§ **What is asked**:
a) From the tax blog post, copy the passage that begins with the words containing "That, I guess, is" and ends with "is about it.".
b) Summarize the tax blog post in two sentences.

§ **Quoted text**:
+===+
Wednesday 20 March 2013

A Cycling Budget


That, I guess, is what one refers to as “irony”.  Or oxymoron, perhaps.

In more than 30 years making my living as a tax expert, I don’t think I have ever seen a budget which had anything material to say about cycling.  There are of course occasional, peripheral measures:  the maximum permitted mileage rate for cycle travel allowances will change from time to time, as does the comparable benefit rate for car mileage.  Schemes such as the cycle to work scheme for tax-relieved purchase of a bicycle was introduced, and modified.  That really is about it.

Rates of tax or duty, which may indirectly impact cycling, also change from time to time.  Broadly speaking, there are two different approaches.  The first is taxes set as a rate on value:  income tax is levied as a percentage of income above various thresholds; capital gains tax similarly on capital gains from sale of assets (not including your own home);  VAT is a percentage of sales price of most goods and services; stamp duty a percentage of the sale price of some classes of asset, principally shares and real estate; Insurance Premium Tax is a sales tax on the value of an insurance premium.

The second is a tax or duty by quantity:  hydrocarbon fuels by the litre;  ditto alcoholic beverages; cigarettes by the pack, tobacco by the kilogram;  air passenger duty per flight.

So what is a tax increase?  Raising the rate of income tax is clearly a tax rise – paying more tax on the same income.  Increasing the rate of VAT is also clearly a tax rise – paying more VAT on goods whose cost hasn’t changed.

Is an increase in fuel duty a “tax rise”?  No, not really, unless it is significantly out of step with the increase in the price of fuel, and that is hard to measure because apart from pipeline delivered fuel like gas or electricity, the price is fairly volatile.  For example my last delivery of home heating oil cost about 59p per litre but the market price now is about 64p.  Come the summer, it might well drop again.
+===+
§ **Data excerpts**:
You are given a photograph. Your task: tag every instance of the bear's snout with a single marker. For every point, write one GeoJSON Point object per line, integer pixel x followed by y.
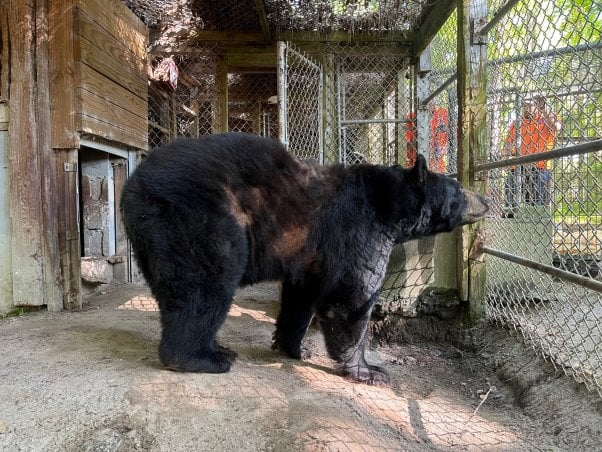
{"type": "Point", "coordinates": [476, 207]}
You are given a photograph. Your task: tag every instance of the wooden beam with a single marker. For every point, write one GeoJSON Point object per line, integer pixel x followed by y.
{"type": "Point", "coordinates": [51, 256]}
{"type": "Point", "coordinates": [432, 23]}
{"type": "Point", "coordinates": [472, 147]}
{"type": "Point", "coordinates": [263, 20]}
{"type": "Point", "coordinates": [4, 51]}
{"type": "Point", "coordinates": [63, 74]}
{"type": "Point", "coordinates": [345, 36]}
{"type": "Point", "coordinates": [24, 161]}
{"type": "Point", "coordinates": [225, 37]}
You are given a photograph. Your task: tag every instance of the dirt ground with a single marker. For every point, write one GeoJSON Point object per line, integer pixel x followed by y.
{"type": "Point", "coordinates": [91, 381]}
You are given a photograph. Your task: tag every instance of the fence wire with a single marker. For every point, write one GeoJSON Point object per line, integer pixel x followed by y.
{"type": "Point", "coordinates": [371, 101]}
{"type": "Point", "coordinates": [301, 80]}
{"type": "Point", "coordinates": [545, 91]}
{"type": "Point", "coordinates": [187, 107]}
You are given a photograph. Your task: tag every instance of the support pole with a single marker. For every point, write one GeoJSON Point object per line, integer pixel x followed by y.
{"type": "Point", "coordinates": [472, 144]}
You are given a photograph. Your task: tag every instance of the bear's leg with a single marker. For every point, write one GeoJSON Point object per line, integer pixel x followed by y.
{"type": "Point", "coordinates": [197, 264]}
{"type": "Point", "coordinates": [188, 336]}
{"type": "Point", "coordinates": [345, 329]}
{"type": "Point", "coordinates": [295, 316]}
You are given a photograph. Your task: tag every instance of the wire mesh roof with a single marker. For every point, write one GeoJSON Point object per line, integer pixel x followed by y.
{"type": "Point", "coordinates": [319, 16]}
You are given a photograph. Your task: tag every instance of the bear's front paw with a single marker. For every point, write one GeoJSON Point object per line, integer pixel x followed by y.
{"type": "Point", "coordinates": [372, 375]}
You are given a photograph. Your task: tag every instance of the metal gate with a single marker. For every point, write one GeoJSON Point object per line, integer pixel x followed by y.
{"type": "Point", "coordinates": [300, 102]}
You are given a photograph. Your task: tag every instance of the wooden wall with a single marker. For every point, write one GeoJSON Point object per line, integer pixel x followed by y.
{"type": "Point", "coordinates": [100, 73]}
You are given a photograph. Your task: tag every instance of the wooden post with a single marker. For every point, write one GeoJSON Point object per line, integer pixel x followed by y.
{"type": "Point", "coordinates": [51, 254]}
{"type": "Point", "coordinates": [423, 132]}
{"type": "Point", "coordinates": [221, 120]}
{"type": "Point", "coordinates": [472, 143]}
{"type": "Point", "coordinates": [24, 162]}
{"type": "Point", "coordinates": [329, 111]}
{"type": "Point", "coordinates": [65, 144]}
{"type": "Point", "coordinates": [401, 111]}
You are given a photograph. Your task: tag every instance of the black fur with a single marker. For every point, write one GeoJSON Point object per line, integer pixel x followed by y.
{"type": "Point", "coordinates": [206, 216]}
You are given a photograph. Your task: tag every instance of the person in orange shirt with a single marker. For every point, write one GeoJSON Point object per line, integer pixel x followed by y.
{"type": "Point", "coordinates": [535, 131]}
{"type": "Point", "coordinates": [438, 143]}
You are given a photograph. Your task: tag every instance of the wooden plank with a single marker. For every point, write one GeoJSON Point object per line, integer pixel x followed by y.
{"type": "Point", "coordinates": [4, 51]}
{"type": "Point", "coordinates": [120, 272]}
{"type": "Point", "coordinates": [102, 52]}
{"type": "Point", "coordinates": [220, 123]}
{"type": "Point", "coordinates": [298, 37]}
{"type": "Point", "coordinates": [63, 74]}
{"type": "Point", "coordinates": [24, 164]}
{"type": "Point", "coordinates": [429, 27]}
{"type": "Point", "coordinates": [97, 107]}
{"type": "Point", "coordinates": [123, 135]}
{"type": "Point", "coordinates": [263, 20]}
{"type": "Point", "coordinates": [93, 82]}
{"type": "Point", "coordinates": [51, 255]}
{"type": "Point", "coordinates": [472, 146]}
{"type": "Point", "coordinates": [117, 20]}
{"type": "Point", "coordinates": [251, 58]}
{"type": "Point", "coordinates": [68, 222]}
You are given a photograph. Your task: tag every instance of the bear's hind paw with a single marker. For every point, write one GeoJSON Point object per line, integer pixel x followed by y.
{"type": "Point", "coordinates": [217, 362]}
{"type": "Point", "coordinates": [300, 353]}
{"type": "Point", "coordinates": [372, 375]}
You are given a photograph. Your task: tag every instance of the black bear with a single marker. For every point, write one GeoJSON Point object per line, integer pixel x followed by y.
{"type": "Point", "coordinates": [206, 216]}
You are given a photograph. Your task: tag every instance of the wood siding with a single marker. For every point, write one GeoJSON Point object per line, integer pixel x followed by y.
{"type": "Point", "coordinates": [99, 79]}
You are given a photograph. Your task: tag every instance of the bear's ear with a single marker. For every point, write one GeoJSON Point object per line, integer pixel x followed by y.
{"type": "Point", "coordinates": [419, 171]}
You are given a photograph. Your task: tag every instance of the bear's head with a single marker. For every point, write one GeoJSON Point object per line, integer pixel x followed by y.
{"type": "Point", "coordinates": [443, 203]}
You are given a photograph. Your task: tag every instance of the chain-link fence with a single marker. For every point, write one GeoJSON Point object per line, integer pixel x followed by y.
{"type": "Point", "coordinates": [183, 94]}
{"type": "Point", "coordinates": [363, 102]}
{"type": "Point", "coordinates": [371, 101]}
{"type": "Point", "coordinates": [301, 103]}
{"type": "Point", "coordinates": [188, 91]}
{"type": "Point", "coordinates": [544, 94]}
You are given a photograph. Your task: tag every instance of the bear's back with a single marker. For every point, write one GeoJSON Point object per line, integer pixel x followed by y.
{"type": "Point", "coordinates": [212, 162]}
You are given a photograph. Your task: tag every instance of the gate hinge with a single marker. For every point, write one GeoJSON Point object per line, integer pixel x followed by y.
{"type": "Point", "coordinates": [70, 167]}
+===+
§ **In response**:
a)
That, I guess, is what one refers to as “irony”.  Or oxymoron, perhaps.

In more than 30 years making my living as a tax expert, I don’t think I have ever seen a budget which had anything material to say about cycling.  There are of course occasional, peripheral measures:  the maximum permitted mileage rate for cycle travel allowances will change from time to time, as does the comparable benefit rate for car mileage.  Schemes such as the cycle to work scheme for tax-relieved purchase of a bicycle was introduced, and modified.  That really is about it.

b) A tax expert with over 30 years of experience says he has hardly ever seen a budget with anything material to say about cycling, apart from peripheral measures such as cycle mileage allowance rates and the cycle to work scheme. The post separates taxes set as a rate on value, such as income tax and VAT, from duties charged by quantity, such as fuel duty, and argues that a fuel duty increase is not really a tax rise unless it is significantly out of step with rising fuel prices.